◆ What is required ◆
In the design document below on moving variable mapping out of mpas_xarray, how will the solution be tested?

◆ Passage shown ◆
※ ※ ※
Moving variable mapping outside of mpas_xarray
Xylar Asay-Davis
date: 2017/02/10
Summary
In discussions with @pwolfram, it became clear that we would like to keep mpas_xarray as general as possible, rather than adding code specific to MPAS-Analysis. In particular, the capability for mapping variable names that is currently part of mpas_xarray is likely a capability that only MPAS-Analysis will need when opening xarray data sets. Likewise, there is a desire for mpax_xarray not to use any of the functionality outside of its own module so that it remains autonomous from MPAS-Analysis. At the same time, it is desirable for efficiency and parallelism to perform certain operations during the preprocessing step within xarray, rather than constructing a data set first and then (in serial) performing manipulations (e.g. creating a time coordinate and slicing variables). The solution will be tested by making sure it produces bit-for-bit identical results to those from the develop branch for typical test cases on LANL IC and Edison.Requirements
Requirement: mpas_xarray does not include MPAS-Analysis specific
functionality
Date last modified: 2017/02/10
Contributors: Xylar Asay-Davis
MPAS-Analysis specific functionality such as variable mapping should be removed from mpas_xarray so it can remain an independent module, requiring minimal modification to accommodate MPAS-Analysis’ needs.
※ ※ ※
◆ Recorded information ◆

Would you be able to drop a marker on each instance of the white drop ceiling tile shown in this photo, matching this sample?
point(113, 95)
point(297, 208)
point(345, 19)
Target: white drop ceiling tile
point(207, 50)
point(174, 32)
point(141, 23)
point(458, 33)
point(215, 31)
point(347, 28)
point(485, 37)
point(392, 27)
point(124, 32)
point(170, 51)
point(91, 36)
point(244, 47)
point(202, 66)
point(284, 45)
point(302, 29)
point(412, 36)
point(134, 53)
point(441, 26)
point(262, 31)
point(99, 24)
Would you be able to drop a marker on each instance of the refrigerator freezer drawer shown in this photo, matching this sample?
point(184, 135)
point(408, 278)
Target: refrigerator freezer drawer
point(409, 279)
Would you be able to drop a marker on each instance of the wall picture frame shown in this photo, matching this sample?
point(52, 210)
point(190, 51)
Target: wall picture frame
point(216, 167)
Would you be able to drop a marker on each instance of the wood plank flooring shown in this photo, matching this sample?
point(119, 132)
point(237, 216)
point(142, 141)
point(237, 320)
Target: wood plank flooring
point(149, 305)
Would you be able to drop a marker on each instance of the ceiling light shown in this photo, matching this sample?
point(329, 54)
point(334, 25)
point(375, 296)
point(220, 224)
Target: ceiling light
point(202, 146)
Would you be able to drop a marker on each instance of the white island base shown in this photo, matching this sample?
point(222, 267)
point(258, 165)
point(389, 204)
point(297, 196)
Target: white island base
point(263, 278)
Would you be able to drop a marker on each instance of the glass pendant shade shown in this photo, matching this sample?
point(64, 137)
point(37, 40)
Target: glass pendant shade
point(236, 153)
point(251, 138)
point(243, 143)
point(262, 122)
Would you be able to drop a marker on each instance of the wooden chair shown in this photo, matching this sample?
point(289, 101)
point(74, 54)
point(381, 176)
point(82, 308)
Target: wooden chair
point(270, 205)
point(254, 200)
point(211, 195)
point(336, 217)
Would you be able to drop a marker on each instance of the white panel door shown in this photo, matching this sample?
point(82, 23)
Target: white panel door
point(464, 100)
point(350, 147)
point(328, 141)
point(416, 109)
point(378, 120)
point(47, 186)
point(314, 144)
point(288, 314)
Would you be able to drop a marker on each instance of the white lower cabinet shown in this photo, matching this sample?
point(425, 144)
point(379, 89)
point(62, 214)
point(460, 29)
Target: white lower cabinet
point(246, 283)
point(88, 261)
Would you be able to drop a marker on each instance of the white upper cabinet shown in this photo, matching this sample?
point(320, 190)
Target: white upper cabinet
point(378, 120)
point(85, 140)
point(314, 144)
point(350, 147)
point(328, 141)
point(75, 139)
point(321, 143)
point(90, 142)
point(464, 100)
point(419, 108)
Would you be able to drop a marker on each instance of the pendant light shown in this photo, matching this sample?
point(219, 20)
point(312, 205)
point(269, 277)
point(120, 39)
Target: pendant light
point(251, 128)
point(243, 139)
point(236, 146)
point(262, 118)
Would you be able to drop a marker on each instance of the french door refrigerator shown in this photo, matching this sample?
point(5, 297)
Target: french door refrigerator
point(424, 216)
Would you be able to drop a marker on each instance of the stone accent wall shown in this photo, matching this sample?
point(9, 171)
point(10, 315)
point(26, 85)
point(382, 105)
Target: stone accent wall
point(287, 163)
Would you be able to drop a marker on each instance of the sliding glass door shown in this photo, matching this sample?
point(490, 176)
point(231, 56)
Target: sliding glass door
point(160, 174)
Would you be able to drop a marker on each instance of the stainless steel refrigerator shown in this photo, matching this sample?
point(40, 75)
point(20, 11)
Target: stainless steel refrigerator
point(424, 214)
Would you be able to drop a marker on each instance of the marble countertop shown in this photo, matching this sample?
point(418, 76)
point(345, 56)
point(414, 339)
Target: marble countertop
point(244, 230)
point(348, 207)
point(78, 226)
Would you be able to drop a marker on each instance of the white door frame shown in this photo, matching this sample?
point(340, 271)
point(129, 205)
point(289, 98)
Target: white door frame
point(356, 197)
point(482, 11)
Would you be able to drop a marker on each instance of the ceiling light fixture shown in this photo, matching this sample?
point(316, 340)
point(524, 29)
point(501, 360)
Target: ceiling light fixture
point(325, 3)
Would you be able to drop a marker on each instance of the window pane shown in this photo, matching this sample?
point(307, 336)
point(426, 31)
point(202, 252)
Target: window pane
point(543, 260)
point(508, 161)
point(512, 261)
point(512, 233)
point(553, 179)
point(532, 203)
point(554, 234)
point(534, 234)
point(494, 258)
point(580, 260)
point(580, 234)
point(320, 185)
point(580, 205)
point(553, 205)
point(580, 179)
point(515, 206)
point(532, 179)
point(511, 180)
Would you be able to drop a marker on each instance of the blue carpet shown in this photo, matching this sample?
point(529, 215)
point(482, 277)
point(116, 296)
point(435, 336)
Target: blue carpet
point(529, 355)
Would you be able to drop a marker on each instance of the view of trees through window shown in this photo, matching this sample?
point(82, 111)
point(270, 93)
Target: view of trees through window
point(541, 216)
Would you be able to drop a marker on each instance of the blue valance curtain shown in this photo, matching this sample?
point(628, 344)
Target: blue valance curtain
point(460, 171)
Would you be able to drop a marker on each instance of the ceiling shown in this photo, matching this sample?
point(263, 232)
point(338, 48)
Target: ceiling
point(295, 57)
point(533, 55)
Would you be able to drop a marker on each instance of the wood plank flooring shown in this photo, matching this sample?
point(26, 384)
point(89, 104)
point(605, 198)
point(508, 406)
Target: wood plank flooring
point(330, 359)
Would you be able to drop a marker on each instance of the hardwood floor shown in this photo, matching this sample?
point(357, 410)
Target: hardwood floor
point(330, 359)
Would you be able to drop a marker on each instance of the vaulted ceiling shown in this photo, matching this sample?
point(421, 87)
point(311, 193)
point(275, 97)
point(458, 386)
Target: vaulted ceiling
※ ※ ※
◆ The reply ◆
It will be tested by making sure it produces bit-for-bit identical results to those from the develop branch for typical test cases on LANL IC and Edison.